Task to complete =>
Copy the items from the line containing "Each instance receives exactly one keypoint. Mark the flag on" through the end of the items, renaming "keypoint" to "marker" and leaving all other text as it stands.

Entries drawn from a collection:
____________________

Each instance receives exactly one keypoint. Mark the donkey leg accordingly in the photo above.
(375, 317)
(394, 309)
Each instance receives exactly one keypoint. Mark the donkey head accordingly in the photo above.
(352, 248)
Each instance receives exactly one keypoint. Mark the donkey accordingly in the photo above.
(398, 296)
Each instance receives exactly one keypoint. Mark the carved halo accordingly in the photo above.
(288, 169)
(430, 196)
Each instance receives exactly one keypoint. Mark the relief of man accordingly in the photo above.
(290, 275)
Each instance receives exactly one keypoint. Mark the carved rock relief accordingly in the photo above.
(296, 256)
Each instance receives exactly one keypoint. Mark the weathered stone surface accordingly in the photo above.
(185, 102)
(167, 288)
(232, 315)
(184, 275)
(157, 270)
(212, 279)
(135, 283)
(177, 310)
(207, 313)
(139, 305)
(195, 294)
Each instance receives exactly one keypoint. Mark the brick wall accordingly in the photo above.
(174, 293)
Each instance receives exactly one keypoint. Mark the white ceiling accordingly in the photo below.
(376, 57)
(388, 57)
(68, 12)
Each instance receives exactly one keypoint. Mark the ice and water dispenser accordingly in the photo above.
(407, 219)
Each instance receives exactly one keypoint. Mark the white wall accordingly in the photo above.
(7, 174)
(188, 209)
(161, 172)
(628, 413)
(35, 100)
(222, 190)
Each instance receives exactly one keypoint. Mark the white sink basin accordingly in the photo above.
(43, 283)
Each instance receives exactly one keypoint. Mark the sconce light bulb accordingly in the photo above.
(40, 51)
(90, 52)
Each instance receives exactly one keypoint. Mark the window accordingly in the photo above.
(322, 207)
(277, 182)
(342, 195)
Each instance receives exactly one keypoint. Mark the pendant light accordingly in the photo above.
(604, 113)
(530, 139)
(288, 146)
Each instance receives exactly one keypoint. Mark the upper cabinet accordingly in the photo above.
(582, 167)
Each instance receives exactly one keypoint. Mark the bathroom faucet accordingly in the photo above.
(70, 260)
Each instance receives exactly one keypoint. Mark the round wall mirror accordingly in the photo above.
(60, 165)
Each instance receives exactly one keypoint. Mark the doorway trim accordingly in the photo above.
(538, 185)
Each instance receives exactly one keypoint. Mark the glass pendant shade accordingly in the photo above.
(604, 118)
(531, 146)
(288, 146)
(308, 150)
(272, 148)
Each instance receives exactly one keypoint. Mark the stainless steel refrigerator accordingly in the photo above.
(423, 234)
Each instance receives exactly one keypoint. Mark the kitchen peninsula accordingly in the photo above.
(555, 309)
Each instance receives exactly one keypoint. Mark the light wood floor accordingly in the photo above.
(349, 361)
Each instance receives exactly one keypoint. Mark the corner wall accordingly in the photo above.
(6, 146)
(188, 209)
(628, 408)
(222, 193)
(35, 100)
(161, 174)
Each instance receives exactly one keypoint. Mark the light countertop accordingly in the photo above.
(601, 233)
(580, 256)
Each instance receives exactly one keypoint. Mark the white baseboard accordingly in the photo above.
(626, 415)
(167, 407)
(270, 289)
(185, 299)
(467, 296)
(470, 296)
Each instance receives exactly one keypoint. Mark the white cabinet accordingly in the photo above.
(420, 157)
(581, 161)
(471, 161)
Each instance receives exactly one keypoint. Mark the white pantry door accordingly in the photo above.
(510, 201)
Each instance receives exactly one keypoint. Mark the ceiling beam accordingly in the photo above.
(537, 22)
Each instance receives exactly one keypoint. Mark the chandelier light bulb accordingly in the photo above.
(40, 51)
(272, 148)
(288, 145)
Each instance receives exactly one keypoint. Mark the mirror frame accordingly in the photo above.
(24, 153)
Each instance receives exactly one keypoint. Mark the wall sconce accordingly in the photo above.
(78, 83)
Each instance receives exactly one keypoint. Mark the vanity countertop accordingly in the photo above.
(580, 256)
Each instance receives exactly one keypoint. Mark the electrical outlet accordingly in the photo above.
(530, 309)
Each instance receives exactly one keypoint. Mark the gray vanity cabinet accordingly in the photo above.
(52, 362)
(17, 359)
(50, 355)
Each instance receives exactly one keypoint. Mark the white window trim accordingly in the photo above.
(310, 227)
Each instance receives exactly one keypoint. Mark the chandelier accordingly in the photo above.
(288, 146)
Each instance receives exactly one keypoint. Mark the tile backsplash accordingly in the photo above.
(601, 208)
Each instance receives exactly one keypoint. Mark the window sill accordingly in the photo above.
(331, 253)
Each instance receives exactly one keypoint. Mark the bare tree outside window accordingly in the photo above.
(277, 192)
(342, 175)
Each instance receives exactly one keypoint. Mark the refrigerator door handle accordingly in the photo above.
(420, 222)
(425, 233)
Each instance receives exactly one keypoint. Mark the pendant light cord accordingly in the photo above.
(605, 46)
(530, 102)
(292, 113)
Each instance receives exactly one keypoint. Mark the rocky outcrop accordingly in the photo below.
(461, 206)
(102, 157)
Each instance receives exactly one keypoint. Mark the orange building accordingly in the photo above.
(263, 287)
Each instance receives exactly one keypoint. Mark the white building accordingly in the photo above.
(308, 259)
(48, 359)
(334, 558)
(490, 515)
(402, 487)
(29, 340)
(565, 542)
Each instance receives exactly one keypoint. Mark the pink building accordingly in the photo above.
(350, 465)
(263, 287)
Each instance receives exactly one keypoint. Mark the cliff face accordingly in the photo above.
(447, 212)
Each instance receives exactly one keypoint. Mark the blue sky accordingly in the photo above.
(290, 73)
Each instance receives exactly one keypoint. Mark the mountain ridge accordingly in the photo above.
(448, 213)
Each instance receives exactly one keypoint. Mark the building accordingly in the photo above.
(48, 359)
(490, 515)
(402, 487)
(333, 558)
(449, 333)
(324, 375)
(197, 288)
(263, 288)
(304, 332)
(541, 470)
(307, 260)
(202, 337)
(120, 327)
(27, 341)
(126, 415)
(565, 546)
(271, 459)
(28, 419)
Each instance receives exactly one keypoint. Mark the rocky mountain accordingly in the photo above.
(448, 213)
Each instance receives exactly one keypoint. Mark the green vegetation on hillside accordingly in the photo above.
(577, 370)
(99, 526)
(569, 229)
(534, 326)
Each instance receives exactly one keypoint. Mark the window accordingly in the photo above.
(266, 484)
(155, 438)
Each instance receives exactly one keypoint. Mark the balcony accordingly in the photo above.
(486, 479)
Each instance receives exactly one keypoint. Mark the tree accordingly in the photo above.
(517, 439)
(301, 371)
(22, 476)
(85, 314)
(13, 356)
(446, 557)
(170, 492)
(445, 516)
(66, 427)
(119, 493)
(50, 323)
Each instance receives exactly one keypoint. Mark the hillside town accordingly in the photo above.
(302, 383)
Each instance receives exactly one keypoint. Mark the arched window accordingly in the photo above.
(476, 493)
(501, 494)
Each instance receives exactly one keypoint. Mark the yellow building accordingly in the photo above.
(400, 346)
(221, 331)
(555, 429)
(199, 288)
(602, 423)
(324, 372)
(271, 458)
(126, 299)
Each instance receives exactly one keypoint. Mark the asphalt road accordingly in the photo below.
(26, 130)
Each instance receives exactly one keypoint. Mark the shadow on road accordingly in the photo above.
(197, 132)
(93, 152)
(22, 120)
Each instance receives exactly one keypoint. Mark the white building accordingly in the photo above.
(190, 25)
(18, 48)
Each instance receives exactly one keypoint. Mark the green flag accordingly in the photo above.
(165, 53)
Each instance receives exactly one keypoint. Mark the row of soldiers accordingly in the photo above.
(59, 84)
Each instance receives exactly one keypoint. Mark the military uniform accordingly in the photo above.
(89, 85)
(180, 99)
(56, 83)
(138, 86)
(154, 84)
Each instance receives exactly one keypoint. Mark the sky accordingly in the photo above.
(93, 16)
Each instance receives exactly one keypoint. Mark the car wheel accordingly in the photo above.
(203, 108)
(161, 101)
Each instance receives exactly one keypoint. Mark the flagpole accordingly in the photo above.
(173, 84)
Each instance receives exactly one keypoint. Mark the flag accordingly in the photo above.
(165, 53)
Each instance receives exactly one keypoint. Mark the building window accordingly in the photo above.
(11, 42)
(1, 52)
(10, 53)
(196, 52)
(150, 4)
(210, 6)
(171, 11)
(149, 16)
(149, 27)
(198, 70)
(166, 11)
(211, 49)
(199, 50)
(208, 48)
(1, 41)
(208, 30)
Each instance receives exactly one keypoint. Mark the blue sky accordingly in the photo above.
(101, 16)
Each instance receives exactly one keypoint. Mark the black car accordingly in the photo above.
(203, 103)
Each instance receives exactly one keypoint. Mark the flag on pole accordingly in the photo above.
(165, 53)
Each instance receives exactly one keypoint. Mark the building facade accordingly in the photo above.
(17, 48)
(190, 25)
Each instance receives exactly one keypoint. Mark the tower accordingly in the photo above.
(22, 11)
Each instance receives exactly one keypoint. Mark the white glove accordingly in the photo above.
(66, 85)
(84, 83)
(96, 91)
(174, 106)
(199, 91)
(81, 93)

____________________

Answer =>
Each instance receives exactly one marker. Mark the flag on pole accordingly in the photo above.
(165, 53)
Each instance receives exactly one marker. Mark the building facade accordingly in the photo above.
(17, 48)
(190, 25)
Each instance receives exactly one marker. Mark the tower accordingly in the photo above.
(22, 11)
Each instance receives exactly one marker. Mark the white glove accordingly in the photo above.
(66, 85)
(84, 83)
(96, 91)
(174, 106)
(199, 91)
(81, 93)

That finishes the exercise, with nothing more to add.